Passage given:
________________________________________

My beef with big media: how government protects big media - and shuts out upstarts like me.

AuthorTurner, Ted
  1. THE BIG SQUEEZE II. SUPERSIZING NETWORKS III. TRIPLE BLIGHT A. Loss of quality B. Loss of localism C. Loss of democratic debate IV. INDEPENDENTS' DAY In the late 1960s, when Turner Communications was a business of billboards and radio stations and I was spending much of my energy ocean racing, a UHF-TV station came up for sale in Atlanta. It was losing $50,000 a month and its programs were viewed by fewer than 5 percent of the market.

    I acquired it.

    When I moved to buy a second station in Charlotte--this one worse than the first--my accountant quit in protest, and the company's board vetoed the deal. So I mortgaged my house and bought it myself. The Atlanta purchase turned into the Superstation; the Charlotte purchase--when I sold it 10 years later--gave me the capital to launch CNN.

    Both purchases played a role in revolutionizing television. Both required a streak of independence and a taste for risk. And neither could happen today. In the current climate of consolidation, independent broadcasters simply don't survive for long. That's why we haven't seen a new generation of people like me or even Rupert Murdoch--independent television upstarts who challenge the big boys and force the whole industry to compete and change.

    It's not that there aren't entrepreneurs eager to make their names and fortunes in broadcasting if given the chance. If nothing else, the 1990s dot-com boom showed that the spirit of entrepreneurship is alive and well in America, with plenty of investors willing to put real money into new media ventures. The difference is that Washington has changed the rules of the game. When I was getting into the television business, lawmakers and the Federal Communications Commission (FCC) took seriously the commission's mandate to promote diversity, localism, and competition in the media marketplace. They wanted to make sure that the big, established networks--CBS, ABC, NBC--wouldn't forever dominate what the American public could watch on TV. They wanted independent producers to thrive. They wanted more people to be able to own TV stations. They believed in the value of competition.

________________________________________

Material:
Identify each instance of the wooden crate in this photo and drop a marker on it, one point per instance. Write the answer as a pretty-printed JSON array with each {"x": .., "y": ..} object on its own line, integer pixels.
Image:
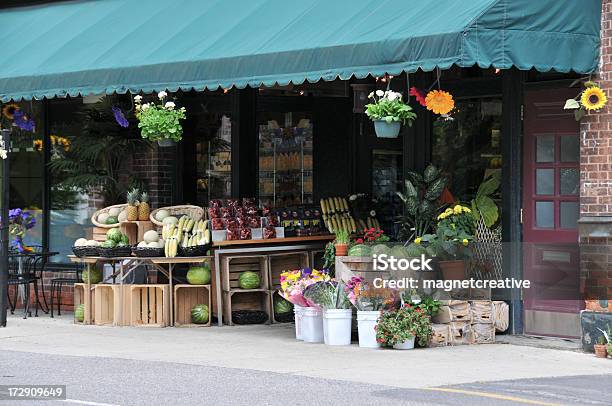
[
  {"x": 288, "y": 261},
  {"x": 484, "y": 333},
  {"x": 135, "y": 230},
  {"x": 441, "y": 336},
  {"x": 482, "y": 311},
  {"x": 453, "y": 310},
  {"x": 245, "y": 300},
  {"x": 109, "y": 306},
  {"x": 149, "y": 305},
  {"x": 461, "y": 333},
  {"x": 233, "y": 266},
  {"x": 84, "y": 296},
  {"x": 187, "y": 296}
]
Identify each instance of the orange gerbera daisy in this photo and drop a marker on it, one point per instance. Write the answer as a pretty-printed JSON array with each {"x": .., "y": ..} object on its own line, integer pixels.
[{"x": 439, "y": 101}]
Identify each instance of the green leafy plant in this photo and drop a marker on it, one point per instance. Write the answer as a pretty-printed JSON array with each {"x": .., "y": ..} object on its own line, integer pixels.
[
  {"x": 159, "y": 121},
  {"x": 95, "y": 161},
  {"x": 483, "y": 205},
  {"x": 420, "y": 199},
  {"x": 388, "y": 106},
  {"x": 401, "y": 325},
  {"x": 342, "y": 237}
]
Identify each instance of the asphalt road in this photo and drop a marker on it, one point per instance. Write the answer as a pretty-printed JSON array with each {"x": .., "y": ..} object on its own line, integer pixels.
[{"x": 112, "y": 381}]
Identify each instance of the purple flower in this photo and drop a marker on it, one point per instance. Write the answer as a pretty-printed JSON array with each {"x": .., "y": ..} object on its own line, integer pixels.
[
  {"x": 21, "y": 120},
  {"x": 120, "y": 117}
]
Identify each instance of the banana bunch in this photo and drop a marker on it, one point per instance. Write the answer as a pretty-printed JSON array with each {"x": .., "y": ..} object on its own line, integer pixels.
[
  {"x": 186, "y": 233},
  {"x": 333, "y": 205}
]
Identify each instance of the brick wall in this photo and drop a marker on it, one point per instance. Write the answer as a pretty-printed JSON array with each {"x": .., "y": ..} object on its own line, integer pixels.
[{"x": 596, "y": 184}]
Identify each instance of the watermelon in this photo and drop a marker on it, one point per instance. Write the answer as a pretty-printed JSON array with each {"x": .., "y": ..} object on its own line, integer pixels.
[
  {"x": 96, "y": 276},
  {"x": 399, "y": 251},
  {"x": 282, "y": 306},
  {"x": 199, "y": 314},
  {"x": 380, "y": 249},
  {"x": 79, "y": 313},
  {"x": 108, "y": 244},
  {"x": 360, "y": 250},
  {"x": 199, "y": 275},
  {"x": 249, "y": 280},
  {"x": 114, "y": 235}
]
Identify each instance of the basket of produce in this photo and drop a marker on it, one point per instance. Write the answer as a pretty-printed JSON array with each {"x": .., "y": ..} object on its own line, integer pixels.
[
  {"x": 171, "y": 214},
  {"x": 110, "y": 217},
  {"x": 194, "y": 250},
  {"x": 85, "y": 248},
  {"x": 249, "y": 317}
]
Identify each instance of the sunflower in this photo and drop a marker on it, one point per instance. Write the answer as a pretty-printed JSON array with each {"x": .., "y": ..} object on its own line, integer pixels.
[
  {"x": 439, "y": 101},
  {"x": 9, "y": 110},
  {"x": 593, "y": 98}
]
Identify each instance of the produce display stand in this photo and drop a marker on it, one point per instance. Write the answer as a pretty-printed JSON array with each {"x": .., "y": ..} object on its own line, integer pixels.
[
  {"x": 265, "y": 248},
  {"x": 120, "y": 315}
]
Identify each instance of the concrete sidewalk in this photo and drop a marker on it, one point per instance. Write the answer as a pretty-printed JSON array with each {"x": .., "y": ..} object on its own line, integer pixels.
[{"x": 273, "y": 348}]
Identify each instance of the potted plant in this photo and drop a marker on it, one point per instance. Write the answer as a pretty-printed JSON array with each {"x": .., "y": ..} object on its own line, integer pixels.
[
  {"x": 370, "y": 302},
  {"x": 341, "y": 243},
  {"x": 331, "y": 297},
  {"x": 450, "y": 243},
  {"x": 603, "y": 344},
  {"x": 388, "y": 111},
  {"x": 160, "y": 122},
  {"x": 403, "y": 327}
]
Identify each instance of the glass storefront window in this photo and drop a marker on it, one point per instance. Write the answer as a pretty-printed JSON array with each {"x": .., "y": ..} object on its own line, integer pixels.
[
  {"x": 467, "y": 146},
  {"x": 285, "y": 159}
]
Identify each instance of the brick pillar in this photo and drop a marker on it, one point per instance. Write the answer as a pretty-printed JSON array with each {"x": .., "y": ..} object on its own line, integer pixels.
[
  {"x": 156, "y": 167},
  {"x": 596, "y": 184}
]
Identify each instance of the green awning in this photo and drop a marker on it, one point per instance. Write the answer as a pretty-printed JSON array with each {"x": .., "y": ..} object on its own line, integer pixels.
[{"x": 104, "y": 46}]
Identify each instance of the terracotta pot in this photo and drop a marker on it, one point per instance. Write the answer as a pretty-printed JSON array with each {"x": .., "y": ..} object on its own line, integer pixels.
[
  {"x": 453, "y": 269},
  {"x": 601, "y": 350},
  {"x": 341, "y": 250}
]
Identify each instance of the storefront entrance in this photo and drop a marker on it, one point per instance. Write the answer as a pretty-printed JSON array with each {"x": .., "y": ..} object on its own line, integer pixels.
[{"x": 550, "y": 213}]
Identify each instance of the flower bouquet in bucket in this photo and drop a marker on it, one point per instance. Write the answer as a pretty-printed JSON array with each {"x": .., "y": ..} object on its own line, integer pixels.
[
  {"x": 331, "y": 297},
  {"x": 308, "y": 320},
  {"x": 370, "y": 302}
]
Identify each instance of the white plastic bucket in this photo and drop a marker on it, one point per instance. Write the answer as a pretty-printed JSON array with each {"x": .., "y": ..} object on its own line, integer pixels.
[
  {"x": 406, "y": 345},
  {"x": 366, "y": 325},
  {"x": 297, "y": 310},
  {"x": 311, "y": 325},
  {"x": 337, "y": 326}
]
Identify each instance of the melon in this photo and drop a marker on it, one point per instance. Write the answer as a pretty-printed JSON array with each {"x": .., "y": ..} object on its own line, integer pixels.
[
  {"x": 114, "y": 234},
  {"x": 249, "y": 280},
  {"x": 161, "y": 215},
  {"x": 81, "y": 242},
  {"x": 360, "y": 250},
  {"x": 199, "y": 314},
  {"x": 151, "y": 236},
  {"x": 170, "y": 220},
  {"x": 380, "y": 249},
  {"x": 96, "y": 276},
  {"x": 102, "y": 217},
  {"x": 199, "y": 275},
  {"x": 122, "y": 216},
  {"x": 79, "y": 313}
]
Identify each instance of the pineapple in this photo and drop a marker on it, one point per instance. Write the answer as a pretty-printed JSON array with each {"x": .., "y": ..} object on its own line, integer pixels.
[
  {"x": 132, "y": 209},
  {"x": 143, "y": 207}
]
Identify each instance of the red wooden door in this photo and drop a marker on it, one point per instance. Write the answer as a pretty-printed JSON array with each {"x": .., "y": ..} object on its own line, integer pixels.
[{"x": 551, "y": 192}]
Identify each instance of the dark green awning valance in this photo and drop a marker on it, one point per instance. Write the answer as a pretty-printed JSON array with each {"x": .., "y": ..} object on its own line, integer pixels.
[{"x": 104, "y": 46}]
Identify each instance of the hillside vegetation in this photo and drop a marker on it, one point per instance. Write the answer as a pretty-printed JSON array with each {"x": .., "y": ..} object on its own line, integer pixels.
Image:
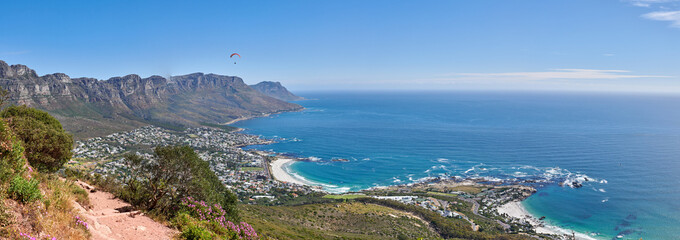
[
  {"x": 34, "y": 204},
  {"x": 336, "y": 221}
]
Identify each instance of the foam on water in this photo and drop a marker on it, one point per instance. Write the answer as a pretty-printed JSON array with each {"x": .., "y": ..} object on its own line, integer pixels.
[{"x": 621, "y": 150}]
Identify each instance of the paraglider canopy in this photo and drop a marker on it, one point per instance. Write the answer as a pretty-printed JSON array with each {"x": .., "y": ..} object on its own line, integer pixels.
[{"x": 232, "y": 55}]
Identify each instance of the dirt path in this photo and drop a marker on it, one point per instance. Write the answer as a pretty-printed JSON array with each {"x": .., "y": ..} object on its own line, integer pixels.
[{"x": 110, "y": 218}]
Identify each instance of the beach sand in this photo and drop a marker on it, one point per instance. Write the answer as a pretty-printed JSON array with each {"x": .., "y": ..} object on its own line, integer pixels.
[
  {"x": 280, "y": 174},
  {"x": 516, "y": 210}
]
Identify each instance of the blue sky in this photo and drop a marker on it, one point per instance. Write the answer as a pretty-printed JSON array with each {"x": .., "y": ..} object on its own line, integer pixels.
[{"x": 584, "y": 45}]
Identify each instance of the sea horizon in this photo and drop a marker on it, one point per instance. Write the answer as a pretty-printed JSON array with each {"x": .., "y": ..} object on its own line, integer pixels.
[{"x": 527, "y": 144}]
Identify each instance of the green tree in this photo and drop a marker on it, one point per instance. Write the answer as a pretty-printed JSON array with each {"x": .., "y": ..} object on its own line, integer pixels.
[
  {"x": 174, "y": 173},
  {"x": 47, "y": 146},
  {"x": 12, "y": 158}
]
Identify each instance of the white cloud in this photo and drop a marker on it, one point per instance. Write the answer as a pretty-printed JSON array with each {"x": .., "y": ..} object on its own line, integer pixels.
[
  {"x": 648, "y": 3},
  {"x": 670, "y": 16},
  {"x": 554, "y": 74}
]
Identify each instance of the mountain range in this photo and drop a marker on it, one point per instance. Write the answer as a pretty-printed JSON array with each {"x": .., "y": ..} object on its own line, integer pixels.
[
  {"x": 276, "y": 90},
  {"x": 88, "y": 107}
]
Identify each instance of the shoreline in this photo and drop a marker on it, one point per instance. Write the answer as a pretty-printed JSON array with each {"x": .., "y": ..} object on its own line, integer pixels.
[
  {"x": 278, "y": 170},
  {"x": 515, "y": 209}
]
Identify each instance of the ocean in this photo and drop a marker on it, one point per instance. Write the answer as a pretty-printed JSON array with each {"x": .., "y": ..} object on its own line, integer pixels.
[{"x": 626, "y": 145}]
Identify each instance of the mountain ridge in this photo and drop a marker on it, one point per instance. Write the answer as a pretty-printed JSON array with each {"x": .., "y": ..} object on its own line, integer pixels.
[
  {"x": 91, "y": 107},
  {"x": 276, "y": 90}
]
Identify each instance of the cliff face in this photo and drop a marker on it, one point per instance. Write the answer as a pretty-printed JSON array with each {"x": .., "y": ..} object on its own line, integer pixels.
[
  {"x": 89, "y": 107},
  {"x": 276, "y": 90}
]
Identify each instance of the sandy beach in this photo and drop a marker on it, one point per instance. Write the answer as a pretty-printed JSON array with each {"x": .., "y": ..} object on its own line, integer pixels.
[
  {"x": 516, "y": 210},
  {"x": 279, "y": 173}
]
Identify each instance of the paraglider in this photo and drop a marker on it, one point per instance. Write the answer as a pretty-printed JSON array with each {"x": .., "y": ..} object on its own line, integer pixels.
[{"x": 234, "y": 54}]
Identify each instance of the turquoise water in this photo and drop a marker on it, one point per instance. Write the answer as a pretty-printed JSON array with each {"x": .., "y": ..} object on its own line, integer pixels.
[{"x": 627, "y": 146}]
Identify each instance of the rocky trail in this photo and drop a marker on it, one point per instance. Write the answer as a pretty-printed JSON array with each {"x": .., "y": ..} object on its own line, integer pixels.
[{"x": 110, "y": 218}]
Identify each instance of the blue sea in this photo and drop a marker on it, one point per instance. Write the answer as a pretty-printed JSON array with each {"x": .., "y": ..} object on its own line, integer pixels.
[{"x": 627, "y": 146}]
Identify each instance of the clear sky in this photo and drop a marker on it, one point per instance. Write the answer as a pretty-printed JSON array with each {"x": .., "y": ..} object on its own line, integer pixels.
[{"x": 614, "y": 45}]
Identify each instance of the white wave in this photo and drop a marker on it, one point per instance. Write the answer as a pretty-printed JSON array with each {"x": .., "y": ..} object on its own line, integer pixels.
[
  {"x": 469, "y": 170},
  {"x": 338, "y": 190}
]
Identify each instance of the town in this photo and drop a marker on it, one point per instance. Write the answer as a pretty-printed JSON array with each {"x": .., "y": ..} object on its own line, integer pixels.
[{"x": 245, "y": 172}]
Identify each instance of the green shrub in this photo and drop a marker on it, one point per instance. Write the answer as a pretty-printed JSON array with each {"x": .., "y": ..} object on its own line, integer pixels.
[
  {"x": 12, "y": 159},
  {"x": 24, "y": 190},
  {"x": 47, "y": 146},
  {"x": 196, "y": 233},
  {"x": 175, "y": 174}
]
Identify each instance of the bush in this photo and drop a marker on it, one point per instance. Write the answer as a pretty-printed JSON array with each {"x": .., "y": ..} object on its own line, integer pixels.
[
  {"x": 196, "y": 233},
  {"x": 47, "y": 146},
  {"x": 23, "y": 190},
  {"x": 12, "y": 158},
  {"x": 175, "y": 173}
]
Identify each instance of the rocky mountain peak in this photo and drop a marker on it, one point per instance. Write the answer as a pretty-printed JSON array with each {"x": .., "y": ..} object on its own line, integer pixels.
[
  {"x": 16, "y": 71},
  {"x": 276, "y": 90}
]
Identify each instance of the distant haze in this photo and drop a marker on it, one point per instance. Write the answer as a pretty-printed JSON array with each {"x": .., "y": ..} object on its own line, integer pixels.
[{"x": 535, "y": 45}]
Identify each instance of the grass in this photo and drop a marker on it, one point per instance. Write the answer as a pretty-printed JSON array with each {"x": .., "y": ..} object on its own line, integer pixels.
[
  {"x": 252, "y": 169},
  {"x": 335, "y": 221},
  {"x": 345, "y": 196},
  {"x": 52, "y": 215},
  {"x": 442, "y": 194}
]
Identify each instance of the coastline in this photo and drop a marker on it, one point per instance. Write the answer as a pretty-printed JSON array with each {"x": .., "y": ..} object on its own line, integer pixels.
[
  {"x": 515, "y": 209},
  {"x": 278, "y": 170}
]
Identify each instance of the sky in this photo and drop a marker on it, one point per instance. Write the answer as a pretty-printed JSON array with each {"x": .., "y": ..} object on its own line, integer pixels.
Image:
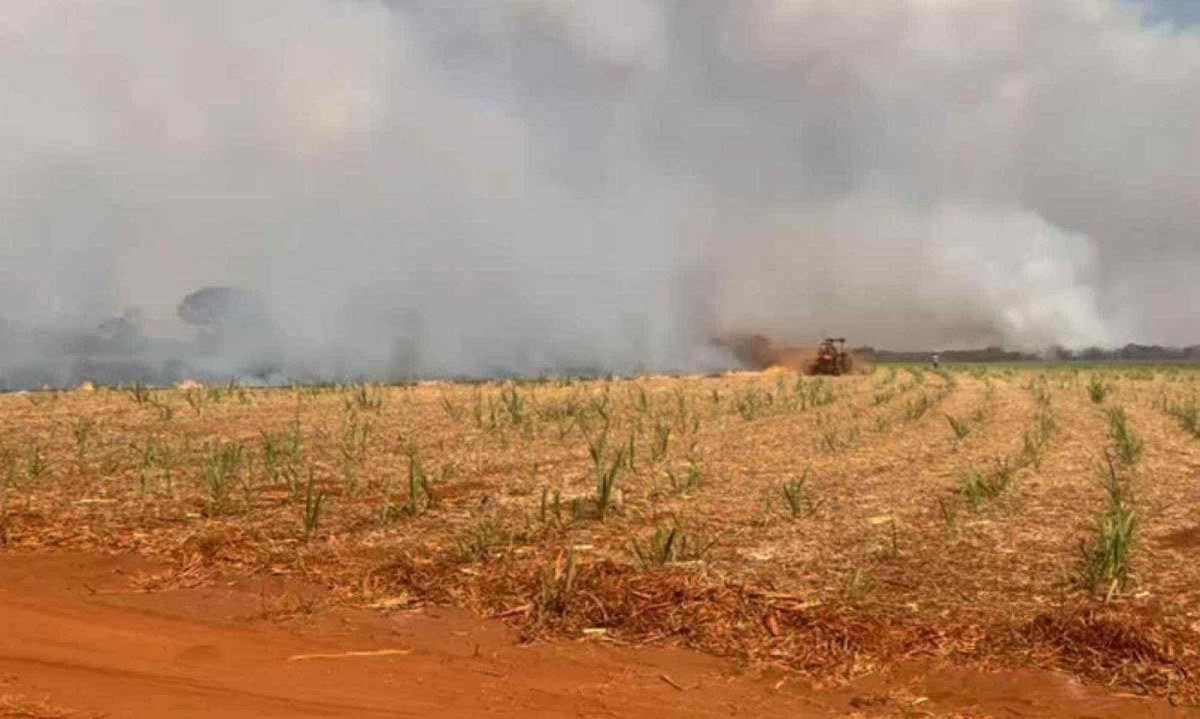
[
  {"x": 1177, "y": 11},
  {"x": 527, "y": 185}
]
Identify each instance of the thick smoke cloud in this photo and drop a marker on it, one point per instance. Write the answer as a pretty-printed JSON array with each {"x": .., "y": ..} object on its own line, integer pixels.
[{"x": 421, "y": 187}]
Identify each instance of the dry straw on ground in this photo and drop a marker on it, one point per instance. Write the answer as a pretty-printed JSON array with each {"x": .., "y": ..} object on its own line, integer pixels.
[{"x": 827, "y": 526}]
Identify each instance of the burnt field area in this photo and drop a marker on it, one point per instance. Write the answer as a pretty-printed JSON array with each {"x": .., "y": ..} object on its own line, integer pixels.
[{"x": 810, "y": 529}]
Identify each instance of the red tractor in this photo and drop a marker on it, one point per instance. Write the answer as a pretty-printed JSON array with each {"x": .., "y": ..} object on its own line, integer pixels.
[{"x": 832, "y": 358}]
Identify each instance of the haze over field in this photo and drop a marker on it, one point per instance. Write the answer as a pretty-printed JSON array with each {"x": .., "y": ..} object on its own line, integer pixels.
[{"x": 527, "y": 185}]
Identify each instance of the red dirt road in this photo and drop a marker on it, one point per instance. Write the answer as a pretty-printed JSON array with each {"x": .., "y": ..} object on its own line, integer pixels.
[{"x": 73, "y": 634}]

________________________________________

Work instructions:
Decide whether each statement below agrees with the essay on big media. Answer yes or no for each one, and quote the words of the essay that settle it.
1. The Atlanta station was losing $50,000 a month when it came up for sale.
2. The company's board approved the purchase of the Charlotte station.
3. Selling the Charlotte station provided the capital to launch CNN.

Final answer:
1. Yes: "It was losing $50,000 a month"
2. No: "the company's board vetoed the deal"
3. Yes: "the Charlotte purchase--when I sold it 10 years later--gave me the capital to launch CNN"